>>>

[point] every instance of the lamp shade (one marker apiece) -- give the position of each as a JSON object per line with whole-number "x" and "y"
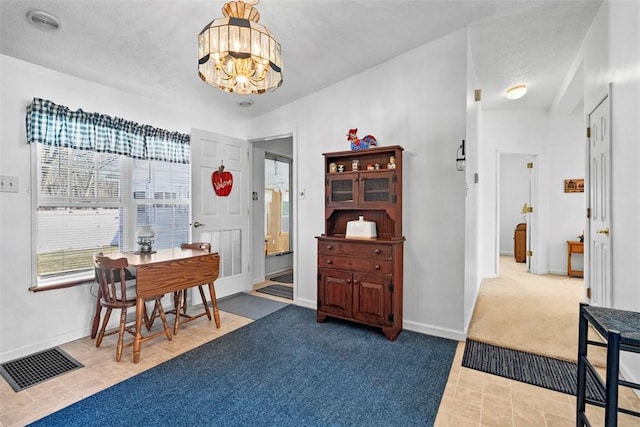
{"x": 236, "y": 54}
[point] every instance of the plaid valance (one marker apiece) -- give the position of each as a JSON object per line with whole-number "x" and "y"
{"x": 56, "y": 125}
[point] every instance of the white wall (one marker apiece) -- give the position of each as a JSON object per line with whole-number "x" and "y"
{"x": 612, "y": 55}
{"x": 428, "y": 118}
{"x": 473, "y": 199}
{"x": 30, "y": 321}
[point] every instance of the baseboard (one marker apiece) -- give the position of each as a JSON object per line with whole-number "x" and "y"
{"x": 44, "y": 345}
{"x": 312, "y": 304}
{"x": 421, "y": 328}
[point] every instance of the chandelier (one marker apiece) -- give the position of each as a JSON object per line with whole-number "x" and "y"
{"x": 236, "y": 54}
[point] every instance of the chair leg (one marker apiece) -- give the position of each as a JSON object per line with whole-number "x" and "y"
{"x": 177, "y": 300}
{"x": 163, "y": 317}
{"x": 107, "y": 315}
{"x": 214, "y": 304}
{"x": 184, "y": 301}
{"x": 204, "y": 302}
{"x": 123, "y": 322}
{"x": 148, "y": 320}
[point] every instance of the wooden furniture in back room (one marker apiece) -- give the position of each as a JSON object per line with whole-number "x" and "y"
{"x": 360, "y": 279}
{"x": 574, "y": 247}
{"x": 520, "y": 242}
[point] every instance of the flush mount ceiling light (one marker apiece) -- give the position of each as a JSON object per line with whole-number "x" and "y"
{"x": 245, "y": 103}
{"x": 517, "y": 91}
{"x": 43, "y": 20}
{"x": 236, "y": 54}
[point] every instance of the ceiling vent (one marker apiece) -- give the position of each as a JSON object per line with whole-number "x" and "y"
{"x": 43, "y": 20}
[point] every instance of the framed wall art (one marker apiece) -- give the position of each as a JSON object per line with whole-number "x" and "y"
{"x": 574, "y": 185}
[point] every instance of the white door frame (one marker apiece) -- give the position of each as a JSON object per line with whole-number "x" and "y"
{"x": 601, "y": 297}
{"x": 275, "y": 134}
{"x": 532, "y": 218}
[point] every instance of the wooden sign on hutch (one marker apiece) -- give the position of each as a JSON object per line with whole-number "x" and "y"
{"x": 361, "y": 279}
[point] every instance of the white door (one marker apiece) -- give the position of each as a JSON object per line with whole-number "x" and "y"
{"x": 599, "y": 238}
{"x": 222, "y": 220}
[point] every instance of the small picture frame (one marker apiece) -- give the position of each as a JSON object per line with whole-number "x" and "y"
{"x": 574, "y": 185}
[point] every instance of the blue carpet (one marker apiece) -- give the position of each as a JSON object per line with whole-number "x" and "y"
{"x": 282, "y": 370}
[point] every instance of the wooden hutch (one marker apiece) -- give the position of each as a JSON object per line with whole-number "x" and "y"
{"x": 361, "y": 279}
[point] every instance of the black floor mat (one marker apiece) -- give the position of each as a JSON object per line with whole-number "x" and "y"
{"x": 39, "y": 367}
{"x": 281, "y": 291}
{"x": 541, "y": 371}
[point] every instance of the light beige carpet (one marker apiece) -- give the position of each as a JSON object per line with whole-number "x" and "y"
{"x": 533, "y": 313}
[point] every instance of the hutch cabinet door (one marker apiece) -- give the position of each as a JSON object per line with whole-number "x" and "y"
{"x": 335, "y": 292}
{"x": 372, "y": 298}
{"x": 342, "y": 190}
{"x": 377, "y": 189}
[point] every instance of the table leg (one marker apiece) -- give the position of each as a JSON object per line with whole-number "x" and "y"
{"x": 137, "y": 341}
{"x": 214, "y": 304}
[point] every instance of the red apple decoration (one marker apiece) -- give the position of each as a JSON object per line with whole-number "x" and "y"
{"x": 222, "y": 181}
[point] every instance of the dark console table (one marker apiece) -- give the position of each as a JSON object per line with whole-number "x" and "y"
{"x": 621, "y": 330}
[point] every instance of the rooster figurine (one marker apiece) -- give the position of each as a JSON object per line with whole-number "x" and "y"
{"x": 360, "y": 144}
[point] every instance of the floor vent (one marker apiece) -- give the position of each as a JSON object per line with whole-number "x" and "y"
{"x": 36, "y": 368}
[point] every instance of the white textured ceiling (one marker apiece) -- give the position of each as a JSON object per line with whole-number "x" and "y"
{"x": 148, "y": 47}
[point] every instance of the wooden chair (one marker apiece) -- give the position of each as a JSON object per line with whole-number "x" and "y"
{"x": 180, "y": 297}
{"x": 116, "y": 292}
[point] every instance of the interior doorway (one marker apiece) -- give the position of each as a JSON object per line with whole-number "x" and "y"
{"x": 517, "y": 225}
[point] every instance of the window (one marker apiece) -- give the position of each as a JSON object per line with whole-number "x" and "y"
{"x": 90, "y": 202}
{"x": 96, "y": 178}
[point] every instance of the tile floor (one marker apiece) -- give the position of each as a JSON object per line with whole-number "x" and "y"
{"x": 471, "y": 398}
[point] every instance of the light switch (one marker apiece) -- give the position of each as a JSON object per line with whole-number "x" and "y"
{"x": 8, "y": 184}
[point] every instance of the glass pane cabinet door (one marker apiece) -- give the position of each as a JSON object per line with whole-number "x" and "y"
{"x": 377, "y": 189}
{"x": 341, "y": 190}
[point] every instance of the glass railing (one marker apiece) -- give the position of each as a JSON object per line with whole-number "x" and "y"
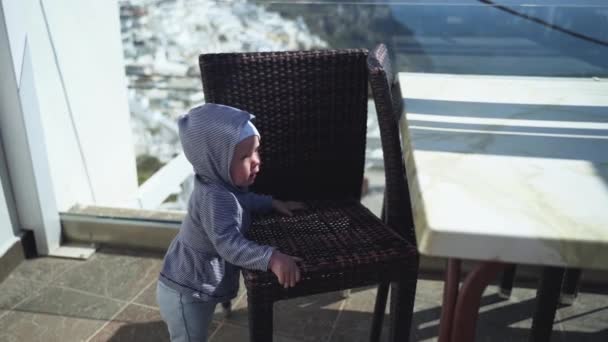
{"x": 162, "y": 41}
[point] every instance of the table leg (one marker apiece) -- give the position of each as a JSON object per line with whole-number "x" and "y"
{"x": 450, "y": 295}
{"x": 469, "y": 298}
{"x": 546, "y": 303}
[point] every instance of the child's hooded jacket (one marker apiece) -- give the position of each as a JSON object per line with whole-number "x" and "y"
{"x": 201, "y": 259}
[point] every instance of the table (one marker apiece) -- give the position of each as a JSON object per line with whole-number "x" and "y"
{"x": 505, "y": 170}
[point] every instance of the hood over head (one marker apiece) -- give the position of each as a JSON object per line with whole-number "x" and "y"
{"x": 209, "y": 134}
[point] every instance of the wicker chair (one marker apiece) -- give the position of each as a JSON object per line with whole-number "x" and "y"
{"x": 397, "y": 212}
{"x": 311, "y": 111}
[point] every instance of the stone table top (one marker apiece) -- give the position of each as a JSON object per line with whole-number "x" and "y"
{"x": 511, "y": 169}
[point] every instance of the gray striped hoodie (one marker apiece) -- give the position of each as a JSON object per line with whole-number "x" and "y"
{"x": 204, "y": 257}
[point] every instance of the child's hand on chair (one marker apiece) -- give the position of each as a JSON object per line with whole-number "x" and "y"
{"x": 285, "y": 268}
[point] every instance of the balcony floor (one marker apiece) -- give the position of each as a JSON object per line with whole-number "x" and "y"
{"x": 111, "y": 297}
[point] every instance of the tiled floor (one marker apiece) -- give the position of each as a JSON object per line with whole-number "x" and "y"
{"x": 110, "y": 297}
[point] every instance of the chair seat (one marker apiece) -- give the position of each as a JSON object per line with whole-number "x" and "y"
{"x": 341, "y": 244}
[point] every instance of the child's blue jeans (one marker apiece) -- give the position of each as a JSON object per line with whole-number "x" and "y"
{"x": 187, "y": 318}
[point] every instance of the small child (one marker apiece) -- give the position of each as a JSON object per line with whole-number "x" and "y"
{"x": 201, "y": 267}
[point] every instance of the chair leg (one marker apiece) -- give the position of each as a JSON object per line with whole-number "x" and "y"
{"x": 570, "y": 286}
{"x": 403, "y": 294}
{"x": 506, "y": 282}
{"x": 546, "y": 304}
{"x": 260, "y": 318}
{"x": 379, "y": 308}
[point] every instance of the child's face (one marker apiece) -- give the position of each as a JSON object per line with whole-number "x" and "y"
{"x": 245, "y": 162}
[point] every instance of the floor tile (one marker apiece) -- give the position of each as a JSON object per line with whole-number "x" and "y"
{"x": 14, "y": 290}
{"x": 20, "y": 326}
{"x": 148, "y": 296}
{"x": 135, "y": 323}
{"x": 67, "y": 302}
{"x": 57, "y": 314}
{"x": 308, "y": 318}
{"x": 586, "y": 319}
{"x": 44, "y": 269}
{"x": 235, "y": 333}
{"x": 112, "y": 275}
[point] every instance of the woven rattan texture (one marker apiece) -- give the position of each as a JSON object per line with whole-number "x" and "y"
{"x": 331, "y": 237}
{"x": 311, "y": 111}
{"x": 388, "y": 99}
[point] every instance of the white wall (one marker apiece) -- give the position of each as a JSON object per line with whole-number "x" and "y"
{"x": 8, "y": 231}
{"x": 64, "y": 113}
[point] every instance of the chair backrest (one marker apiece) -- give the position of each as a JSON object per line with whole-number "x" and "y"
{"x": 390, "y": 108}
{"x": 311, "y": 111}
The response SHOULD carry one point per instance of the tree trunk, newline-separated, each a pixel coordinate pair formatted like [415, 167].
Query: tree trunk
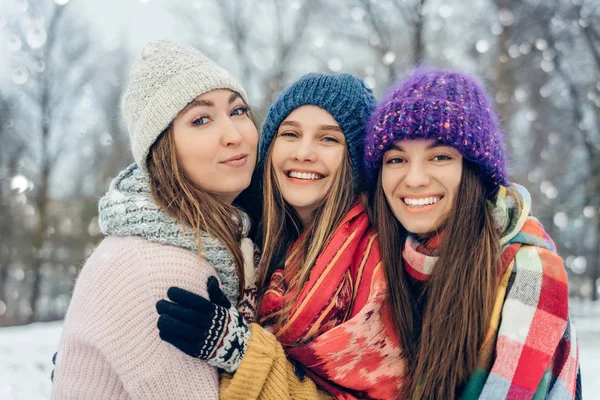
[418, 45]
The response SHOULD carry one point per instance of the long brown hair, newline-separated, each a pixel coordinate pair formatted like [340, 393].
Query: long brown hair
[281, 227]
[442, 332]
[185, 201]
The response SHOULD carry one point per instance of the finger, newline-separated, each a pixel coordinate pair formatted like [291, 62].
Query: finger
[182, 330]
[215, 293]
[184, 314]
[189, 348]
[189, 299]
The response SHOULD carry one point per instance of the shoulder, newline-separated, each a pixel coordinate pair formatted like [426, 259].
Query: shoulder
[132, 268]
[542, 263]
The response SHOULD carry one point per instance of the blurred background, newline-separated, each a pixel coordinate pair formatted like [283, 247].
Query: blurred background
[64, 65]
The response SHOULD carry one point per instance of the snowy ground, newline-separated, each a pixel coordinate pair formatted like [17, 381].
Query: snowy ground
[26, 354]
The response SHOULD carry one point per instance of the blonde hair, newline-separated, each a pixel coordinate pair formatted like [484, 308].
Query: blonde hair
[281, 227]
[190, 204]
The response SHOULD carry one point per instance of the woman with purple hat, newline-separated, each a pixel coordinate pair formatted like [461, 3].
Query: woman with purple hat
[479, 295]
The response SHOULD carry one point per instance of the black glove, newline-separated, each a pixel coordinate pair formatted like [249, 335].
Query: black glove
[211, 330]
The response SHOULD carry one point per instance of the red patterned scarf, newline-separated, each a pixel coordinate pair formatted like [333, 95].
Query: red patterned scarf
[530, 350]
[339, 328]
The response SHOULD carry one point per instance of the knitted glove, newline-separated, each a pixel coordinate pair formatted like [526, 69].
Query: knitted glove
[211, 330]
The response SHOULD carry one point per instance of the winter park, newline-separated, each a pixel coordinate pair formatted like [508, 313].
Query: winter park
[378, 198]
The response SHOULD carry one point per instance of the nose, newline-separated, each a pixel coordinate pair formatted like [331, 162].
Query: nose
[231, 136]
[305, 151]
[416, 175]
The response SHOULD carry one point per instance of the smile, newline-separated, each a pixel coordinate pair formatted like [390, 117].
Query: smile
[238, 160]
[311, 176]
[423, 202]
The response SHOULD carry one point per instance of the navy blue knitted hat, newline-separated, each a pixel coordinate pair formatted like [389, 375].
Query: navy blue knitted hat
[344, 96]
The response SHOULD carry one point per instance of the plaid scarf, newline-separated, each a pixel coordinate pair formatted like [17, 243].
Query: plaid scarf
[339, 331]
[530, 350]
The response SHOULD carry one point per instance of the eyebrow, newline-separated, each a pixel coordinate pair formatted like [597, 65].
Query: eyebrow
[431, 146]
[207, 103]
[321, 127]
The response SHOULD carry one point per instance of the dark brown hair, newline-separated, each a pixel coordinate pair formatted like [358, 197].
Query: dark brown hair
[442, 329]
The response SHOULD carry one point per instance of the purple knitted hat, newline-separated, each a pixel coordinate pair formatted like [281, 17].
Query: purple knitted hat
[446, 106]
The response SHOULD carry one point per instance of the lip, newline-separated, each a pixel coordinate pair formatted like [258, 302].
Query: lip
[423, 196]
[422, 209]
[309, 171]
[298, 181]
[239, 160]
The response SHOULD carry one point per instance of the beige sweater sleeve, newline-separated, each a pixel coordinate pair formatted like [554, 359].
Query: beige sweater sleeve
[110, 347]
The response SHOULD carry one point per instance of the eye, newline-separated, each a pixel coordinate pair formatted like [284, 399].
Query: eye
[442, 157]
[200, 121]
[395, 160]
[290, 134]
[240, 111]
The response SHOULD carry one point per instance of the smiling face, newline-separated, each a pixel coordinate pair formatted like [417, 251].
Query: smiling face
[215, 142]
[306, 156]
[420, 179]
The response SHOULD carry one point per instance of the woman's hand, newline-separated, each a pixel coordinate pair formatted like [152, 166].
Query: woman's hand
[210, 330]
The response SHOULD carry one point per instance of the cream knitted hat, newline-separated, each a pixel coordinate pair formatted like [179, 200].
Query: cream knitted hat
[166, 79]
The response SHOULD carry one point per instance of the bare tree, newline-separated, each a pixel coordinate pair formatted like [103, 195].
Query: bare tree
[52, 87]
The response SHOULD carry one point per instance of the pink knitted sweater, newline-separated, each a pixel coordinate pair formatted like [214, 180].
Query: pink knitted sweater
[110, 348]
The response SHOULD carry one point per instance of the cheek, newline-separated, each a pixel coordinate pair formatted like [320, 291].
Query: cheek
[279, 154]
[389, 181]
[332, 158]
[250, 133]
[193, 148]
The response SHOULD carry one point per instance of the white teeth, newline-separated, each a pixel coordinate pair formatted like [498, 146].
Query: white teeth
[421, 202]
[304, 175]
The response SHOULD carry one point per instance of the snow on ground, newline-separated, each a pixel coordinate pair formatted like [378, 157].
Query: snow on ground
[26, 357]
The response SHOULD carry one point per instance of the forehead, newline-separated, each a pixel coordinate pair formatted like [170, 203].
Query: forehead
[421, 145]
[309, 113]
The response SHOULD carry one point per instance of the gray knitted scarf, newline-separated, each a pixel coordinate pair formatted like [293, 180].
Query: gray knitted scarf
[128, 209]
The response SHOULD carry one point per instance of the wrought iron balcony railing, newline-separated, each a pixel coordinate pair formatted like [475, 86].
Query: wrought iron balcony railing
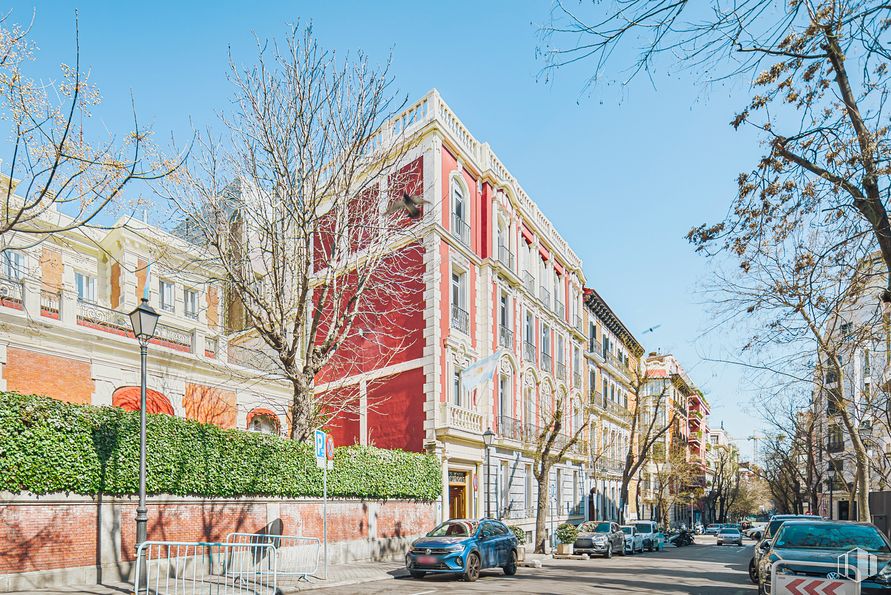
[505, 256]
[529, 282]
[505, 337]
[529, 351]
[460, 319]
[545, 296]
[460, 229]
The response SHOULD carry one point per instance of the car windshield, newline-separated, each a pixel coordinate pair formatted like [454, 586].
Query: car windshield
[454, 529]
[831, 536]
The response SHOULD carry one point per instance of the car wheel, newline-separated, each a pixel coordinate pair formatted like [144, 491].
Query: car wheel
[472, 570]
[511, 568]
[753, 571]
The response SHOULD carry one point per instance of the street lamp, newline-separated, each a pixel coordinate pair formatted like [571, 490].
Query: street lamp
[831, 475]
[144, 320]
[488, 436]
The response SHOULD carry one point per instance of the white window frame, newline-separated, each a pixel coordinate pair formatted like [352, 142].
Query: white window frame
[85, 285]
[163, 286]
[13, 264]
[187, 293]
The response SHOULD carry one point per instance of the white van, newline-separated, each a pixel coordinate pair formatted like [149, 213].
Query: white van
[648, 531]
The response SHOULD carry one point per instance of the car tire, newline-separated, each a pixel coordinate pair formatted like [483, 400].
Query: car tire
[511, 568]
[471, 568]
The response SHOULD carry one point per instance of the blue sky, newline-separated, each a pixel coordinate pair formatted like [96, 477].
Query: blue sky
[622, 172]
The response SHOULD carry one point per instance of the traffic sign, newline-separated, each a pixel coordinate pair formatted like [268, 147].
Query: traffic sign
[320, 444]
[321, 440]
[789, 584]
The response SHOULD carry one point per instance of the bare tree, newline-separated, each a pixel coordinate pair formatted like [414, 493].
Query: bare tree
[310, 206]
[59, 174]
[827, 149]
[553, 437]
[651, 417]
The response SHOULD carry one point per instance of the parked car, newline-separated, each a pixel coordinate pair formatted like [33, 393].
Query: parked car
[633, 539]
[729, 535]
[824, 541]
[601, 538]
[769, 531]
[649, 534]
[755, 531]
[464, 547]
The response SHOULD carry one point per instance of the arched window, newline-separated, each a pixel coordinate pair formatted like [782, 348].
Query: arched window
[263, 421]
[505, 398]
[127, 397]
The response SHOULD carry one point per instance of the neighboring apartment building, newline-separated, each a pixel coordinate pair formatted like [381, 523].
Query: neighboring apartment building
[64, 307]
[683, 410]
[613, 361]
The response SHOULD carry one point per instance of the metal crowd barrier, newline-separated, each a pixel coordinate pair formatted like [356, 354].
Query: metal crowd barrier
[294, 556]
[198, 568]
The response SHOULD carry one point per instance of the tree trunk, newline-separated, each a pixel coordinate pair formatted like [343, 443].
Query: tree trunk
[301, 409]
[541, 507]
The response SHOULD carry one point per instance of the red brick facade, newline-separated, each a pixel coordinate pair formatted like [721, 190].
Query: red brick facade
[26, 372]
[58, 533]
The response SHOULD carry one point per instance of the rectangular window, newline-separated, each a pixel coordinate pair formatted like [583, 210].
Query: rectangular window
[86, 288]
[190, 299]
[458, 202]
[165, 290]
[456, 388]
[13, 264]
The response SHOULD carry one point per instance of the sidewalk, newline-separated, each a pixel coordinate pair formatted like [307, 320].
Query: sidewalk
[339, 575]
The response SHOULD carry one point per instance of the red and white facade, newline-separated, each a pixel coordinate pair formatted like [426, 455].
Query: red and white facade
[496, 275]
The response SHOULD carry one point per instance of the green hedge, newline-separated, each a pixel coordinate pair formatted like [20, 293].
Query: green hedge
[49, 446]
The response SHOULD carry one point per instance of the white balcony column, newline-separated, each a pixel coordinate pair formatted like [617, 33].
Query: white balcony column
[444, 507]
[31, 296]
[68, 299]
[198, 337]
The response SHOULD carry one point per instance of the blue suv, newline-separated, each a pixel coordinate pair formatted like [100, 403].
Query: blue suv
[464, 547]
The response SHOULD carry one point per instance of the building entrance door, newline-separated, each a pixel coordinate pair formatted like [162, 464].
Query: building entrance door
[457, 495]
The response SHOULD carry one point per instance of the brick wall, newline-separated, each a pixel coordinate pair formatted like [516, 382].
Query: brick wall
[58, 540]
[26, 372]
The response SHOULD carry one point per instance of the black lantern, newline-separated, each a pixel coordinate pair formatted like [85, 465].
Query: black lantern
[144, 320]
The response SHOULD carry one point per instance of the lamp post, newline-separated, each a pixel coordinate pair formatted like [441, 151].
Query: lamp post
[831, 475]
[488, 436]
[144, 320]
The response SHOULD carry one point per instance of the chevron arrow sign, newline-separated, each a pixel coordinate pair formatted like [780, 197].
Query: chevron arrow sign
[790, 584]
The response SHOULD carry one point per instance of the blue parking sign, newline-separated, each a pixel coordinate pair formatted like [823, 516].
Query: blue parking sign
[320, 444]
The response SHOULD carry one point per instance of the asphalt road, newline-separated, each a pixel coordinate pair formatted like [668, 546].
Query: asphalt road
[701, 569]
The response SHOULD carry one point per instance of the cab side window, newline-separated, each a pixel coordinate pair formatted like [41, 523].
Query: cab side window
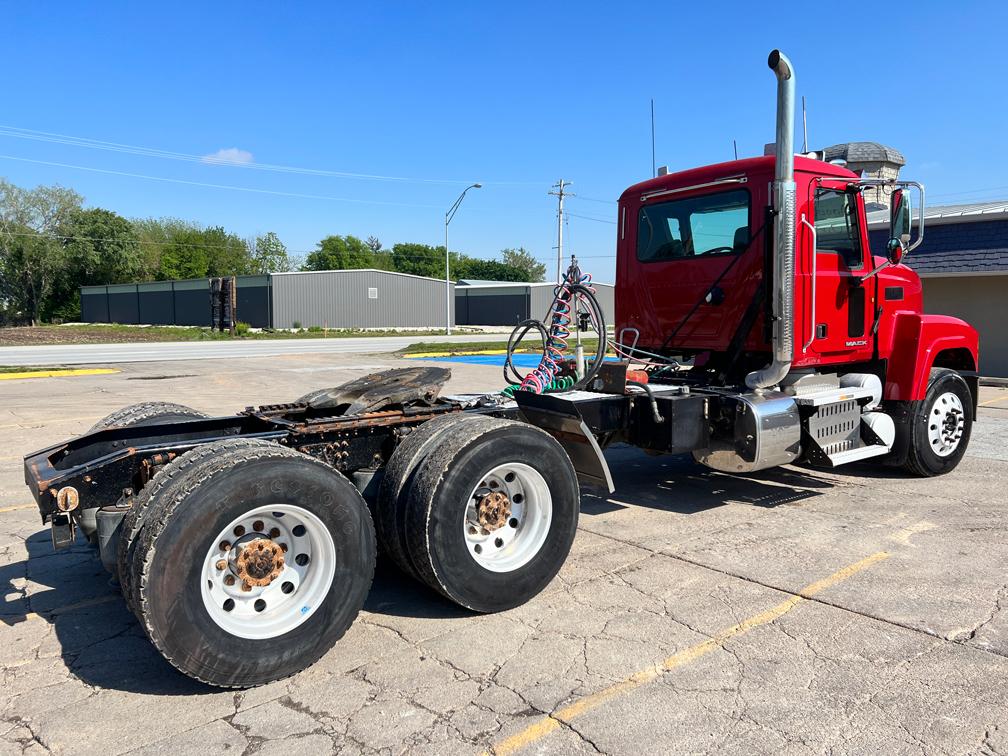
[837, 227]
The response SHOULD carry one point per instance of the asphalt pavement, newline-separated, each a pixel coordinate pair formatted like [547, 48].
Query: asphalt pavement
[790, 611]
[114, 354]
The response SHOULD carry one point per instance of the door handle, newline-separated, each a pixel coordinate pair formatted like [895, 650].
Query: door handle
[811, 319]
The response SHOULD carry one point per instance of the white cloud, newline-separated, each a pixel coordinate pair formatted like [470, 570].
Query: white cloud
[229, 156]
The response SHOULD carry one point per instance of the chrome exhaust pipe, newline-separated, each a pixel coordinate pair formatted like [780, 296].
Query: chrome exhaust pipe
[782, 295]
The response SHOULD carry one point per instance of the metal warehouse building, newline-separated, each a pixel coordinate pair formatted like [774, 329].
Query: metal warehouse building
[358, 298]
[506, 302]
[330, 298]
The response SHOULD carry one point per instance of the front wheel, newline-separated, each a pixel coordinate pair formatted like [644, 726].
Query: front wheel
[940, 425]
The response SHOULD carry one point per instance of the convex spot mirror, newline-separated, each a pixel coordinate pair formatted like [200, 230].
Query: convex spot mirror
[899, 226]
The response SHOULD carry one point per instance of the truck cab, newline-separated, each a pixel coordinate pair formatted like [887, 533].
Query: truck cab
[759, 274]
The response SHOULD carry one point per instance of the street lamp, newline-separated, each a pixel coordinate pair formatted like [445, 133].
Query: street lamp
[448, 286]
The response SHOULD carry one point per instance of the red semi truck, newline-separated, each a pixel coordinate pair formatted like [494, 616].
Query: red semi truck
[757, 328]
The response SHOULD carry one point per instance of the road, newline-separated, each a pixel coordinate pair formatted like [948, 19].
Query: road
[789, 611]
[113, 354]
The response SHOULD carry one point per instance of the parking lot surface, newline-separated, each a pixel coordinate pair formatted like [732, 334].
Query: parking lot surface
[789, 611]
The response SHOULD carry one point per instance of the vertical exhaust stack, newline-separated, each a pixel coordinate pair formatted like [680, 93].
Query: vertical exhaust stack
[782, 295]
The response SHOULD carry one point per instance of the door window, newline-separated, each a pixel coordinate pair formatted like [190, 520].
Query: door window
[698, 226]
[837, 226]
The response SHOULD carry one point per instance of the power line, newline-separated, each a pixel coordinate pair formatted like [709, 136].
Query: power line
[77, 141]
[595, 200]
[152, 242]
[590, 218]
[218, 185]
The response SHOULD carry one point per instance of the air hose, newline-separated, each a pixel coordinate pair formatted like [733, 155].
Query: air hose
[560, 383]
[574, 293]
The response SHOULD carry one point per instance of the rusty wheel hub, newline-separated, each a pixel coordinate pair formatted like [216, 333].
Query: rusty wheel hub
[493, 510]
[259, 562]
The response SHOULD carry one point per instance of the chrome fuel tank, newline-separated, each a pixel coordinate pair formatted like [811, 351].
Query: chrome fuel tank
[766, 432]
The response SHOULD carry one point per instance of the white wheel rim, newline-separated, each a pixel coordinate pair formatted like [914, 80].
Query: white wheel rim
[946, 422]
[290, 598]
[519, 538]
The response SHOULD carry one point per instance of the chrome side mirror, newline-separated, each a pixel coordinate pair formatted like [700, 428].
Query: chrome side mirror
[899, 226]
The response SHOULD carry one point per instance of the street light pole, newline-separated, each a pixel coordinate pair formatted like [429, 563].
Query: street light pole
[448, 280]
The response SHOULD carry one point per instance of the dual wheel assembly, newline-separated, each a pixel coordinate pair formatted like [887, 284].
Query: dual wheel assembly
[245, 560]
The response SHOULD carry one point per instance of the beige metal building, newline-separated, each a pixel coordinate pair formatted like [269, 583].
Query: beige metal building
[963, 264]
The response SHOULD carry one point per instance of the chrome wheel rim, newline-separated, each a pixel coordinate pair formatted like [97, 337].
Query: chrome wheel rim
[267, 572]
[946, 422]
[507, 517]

<<<

▶ [Exercise] Start with the line above that contains "Query: white teeth" and end with the line that contains "The response SHOULD carry one point per instance of the wrought". Write out those lines exactly, and only those.

▶ [Result of this exercise]
Query: white teeth
[421, 202]
[304, 175]
The response SHOULD carry one point per instance of the snow on ground, newline-separated, each a pixel coordinate pair formatted like [378, 157].
Query: snow on ground
[26, 357]
The response SHOULD carry one point per instance of the forehead, newline-separated, each a pixel coordinate pair formatted like [170, 203].
Query: forehead
[421, 145]
[309, 113]
The response SHOULD carry one point per instance of the gray knitted scarf, newline-separated, each a pixel coordinate pair formatted like [293, 180].
Query: gray knitted scarf
[128, 209]
The response SHOULD carry one point per instance of the wrought iron balcony railing, newline-separated, each a pixel coordinate pair formatted like [475, 86].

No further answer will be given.